Work task: Compute how many lines below contain the word "shoreline" and respond with that number only.
──────── Exercise inputs
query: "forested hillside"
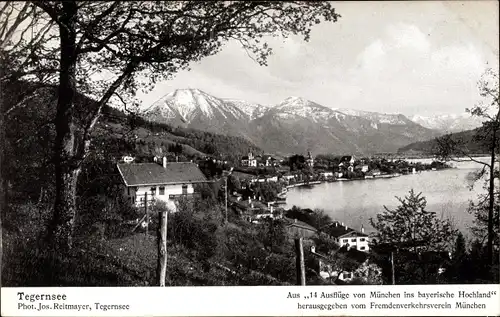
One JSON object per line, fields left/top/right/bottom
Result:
{"left": 2, "top": 81, "right": 261, "bottom": 203}
{"left": 398, "top": 128, "right": 491, "bottom": 155}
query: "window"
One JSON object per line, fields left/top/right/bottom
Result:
{"left": 360, "top": 246, "right": 366, "bottom": 250}
{"left": 127, "top": 187, "right": 130, "bottom": 196}
{"left": 343, "top": 272, "right": 352, "bottom": 279}
{"left": 182, "top": 184, "right": 188, "bottom": 195}
{"left": 151, "top": 187, "right": 156, "bottom": 196}
{"left": 159, "top": 186, "right": 165, "bottom": 195}
{"left": 360, "top": 238, "right": 366, "bottom": 242}
{"left": 343, "top": 239, "right": 348, "bottom": 243}
{"left": 351, "top": 238, "right": 356, "bottom": 242}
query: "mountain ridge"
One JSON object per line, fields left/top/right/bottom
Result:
{"left": 143, "top": 89, "right": 442, "bottom": 155}
{"left": 410, "top": 113, "right": 484, "bottom": 133}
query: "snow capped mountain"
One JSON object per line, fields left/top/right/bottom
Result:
{"left": 338, "top": 109, "right": 410, "bottom": 125}
{"left": 222, "top": 98, "right": 269, "bottom": 120}
{"left": 410, "top": 113, "right": 484, "bottom": 133}
{"left": 145, "top": 88, "right": 264, "bottom": 123}
{"left": 142, "top": 89, "right": 439, "bottom": 155}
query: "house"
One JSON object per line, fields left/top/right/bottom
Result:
{"left": 264, "top": 175, "right": 278, "bottom": 182}
{"left": 241, "top": 152, "right": 257, "bottom": 167}
{"left": 319, "top": 171, "right": 334, "bottom": 179}
{"left": 355, "top": 165, "right": 369, "bottom": 173}
{"left": 284, "top": 218, "right": 318, "bottom": 239}
{"left": 117, "top": 157, "right": 208, "bottom": 211}
{"left": 269, "top": 157, "right": 280, "bottom": 167}
{"left": 339, "top": 155, "right": 355, "bottom": 166}
{"left": 281, "top": 174, "right": 296, "bottom": 182}
{"left": 323, "top": 221, "right": 370, "bottom": 252}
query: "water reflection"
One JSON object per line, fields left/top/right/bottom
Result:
{"left": 285, "top": 158, "right": 491, "bottom": 238}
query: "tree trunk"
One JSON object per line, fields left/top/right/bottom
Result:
{"left": 47, "top": 1, "right": 80, "bottom": 252}
{"left": 157, "top": 210, "right": 168, "bottom": 286}
{"left": 487, "top": 133, "right": 496, "bottom": 266}
{"left": 295, "top": 238, "right": 306, "bottom": 286}
{"left": 0, "top": 107, "right": 5, "bottom": 287}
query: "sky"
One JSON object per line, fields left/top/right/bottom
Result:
{"left": 136, "top": 1, "right": 499, "bottom": 117}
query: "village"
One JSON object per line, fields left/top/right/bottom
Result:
{"left": 115, "top": 151, "right": 450, "bottom": 284}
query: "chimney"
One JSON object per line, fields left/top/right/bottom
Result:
{"left": 335, "top": 222, "right": 338, "bottom": 227}
{"left": 163, "top": 157, "right": 167, "bottom": 168}
{"left": 341, "top": 222, "right": 344, "bottom": 227}
{"left": 345, "top": 225, "right": 348, "bottom": 230}
{"left": 361, "top": 225, "right": 365, "bottom": 234}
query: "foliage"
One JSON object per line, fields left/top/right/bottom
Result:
{"left": 285, "top": 206, "right": 332, "bottom": 230}
{"left": 258, "top": 218, "right": 290, "bottom": 254}
{"left": 288, "top": 154, "right": 306, "bottom": 171}
{"left": 4, "top": 1, "right": 340, "bottom": 251}
{"left": 252, "top": 181, "right": 283, "bottom": 201}
{"left": 350, "top": 262, "right": 383, "bottom": 285}
{"left": 370, "top": 189, "right": 456, "bottom": 252}
{"left": 434, "top": 68, "right": 499, "bottom": 267}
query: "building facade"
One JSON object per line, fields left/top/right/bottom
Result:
{"left": 323, "top": 221, "right": 370, "bottom": 252}
{"left": 117, "top": 157, "right": 208, "bottom": 211}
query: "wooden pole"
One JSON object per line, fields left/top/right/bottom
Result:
{"left": 157, "top": 210, "right": 167, "bottom": 286}
{"left": 295, "top": 238, "right": 306, "bottom": 286}
{"left": 391, "top": 251, "right": 395, "bottom": 285}
{"left": 225, "top": 176, "right": 228, "bottom": 224}
{"left": 144, "top": 192, "right": 148, "bottom": 236}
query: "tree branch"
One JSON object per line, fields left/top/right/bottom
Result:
{"left": 76, "top": 1, "right": 121, "bottom": 51}
{"left": 0, "top": 2, "right": 31, "bottom": 49}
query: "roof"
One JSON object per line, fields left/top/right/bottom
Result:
{"left": 284, "top": 218, "right": 318, "bottom": 232}
{"left": 117, "top": 162, "right": 207, "bottom": 187}
{"left": 340, "top": 156, "right": 353, "bottom": 162}
{"left": 323, "top": 221, "right": 368, "bottom": 238}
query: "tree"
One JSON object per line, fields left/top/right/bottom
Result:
{"left": 445, "top": 231, "right": 470, "bottom": 283}
{"left": 370, "top": 190, "right": 456, "bottom": 284}
{"left": 350, "top": 262, "right": 383, "bottom": 285}
{"left": 9, "top": 2, "right": 340, "bottom": 252}
{"left": 435, "top": 68, "right": 499, "bottom": 266}
{"left": 289, "top": 154, "right": 306, "bottom": 171}
{"left": 453, "top": 231, "right": 467, "bottom": 260}
{"left": 370, "top": 190, "right": 456, "bottom": 251}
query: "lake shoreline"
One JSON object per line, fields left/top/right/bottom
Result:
{"left": 282, "top": 168, "right": 450, "bottom": 196}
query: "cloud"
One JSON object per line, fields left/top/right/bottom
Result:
{"left": 137, "top": 2, "right": 497, "bottom": 116}
{"left": 386, "top": 23, "right": 431, "bottom": 52}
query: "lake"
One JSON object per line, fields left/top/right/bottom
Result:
{"left": 285, "top": 157, "right": 492, "bottom": 238}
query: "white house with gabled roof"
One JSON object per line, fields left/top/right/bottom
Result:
{"left": 116, "top": 157, "right": 208, "bottom": 211}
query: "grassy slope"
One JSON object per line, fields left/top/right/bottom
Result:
{"left": 2, "top": 203, "right": 289, "bottom": 286}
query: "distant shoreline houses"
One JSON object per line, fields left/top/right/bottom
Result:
{"left": 241, "top": 152, "right": 280, "bottom": 168}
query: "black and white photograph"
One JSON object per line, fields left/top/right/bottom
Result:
{"left": 0, "top": 0, "right": 499, "bottom": 311}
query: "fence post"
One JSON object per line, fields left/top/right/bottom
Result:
{"left": 157, "top": 210, "right": 168, "bottom": 286}
{"left": 391, "top": 250, "right": 396, "bottom": 285}
{"left": 295, "top": 238, "right": 306, "bottom": 286}
{"left": 144, "top": 192, "right": 148, "bottom": 235}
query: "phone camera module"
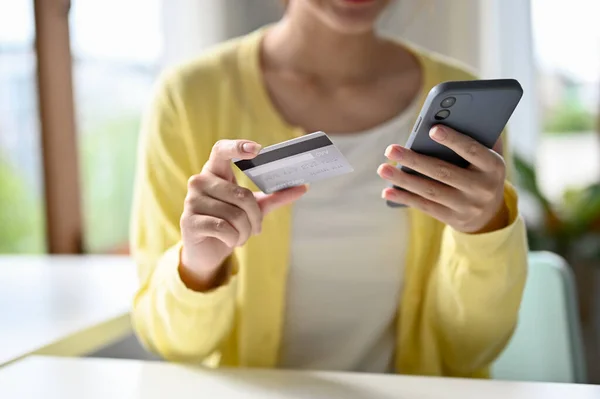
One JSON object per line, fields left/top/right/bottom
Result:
{"left": 440, "top": 97, "right": 456, "bottom": 108}
{"left": 434, "top": 109, "right": 450, "bottom": 120}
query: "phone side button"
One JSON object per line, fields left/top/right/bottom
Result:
{"left": 413, "top": 116, "right": 422, "bottom": 132}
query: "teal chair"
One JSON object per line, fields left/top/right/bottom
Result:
{"left": 492, "top": 251, "right": 586, "bottom": 383}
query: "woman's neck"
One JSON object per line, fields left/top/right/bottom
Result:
{"left": 262, "top": 9, "right": 388, "bottom": 82}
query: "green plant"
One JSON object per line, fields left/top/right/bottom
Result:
{"left": 543, "top": 103, "right": 596, "bottom": 134}
{"left": 0, "top": 157, "right": 45, "bottom": 253}
{"left": 514, "top": 155, "right": 600, "bottom": 263}
{"left": 80, "top": 115, "right": 140, "bottom": 253}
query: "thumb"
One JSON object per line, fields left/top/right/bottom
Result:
{"left": 255, "top": 185, "right": 309, "bottom": 215}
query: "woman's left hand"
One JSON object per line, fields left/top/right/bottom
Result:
{"left": 378, "top": 125, "right": 508, "bottom": 234}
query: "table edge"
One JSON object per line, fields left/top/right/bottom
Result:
{"left": 0, "top": 312, "right": 132, "bottom": 368}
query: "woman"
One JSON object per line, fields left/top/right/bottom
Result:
{"left": 131, "top": 0, "right": 527, "bottom": 377}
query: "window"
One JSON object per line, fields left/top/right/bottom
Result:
{"left": 532, "top": 0, "right": 600, "bottom": 201}
{"left": 70, "top": 0, "right": 163, "bottom": 253}
{"left": 0, "top": 0, "right": 46, "bottom": 253}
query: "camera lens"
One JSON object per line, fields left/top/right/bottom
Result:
{"left": 435, "top": 109, "right": 450, "bottom": 120}
{"left": 440, "top": 97, "right": 456, "bottom": 108}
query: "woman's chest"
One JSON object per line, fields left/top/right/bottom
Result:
{"left": 289, "top": 122, "right": 414, "bottom": 280}
{"left": 290, "top": 183, "right": 409, "bottom": 283}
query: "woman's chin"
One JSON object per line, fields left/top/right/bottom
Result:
{"left": 339, "top": 0, "right": 379, "bottom": 5}
{"left": 327, "top": 0, "right": 389, "bottom": 33}
{"left": 334, "top": 0, "right": 390, "bottom": 11}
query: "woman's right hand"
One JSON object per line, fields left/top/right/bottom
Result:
{"left": 179, "top": 139, "right": 308, "bottom": 291}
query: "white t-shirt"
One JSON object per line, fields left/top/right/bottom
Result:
{"left": 279, "top": 102, "right": 418, "bottom": 372}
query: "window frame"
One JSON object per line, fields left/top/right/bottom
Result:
{"left": 34, "top": 0, "right": 82, "bottom": 254}
{"left": 479, "top": 0, "right": 540, "bottom": 163}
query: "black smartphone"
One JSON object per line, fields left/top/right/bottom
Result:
{"left": 387, "top": 78, "right": 523, "bottom": 208}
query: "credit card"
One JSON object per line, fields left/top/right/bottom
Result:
{"left": 233, "top": 131, "right": 354, "bottom": 194}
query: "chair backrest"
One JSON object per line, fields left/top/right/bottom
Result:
{"left": 492, "top": 251, "right": 586, "bottom": 383}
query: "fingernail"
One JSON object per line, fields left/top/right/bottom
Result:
{"left": 382, "top": 188, "right": 396, "bottom": 200}
{"left": 242, "top": 142, "right": 261, "bottom": 154}
{"left": 430, "top": 126, "right": 447, "bottom": 141}
{"left": 385, "top": 145, "right": 403, "bottom": 160}
{"left": 380, "top": 165, "right": 393, "bottom": 179}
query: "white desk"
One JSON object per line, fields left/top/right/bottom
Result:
{"left": 0, "top": 356, "right": 598, "bottom": 399}
{"left": 0, "top": 256, "right": 137, "bottom": 366}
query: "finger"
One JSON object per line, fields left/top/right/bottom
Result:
{"left": 382, "top": 187, "right": 453, "bottom": 223}
{"left": 188, "top": 196, "right": 253, "bottom": 247}
{"left": 204, "top": 139, "right": 262, "bottom": 180}
{"left": 384, "top": 145, "right": 475, "bottom": 191}
{"left": 184, "top": 214, "right": 239, "bottom": 248}
{"left": 200, "top": 179, "right": 263, "bottom": 235}
{"left": 377, "top": 164, "right": 464, "bottom": 210}
{"left": 428, "top": 125, "right": 499, "bottom": 171}
{"left": 256, "top": 185, "right": 309, "bottom": 215}
{"left": 492, "top": 137, "right": 503, "bottom": 155}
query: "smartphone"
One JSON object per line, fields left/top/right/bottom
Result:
{"left": 387, "top": 78, "right": 523, "bottom": 208}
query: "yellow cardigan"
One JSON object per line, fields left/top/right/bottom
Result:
{"left": 130, "top": 28, "right": 528, "bottom": 378}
────────────────
Task output: 2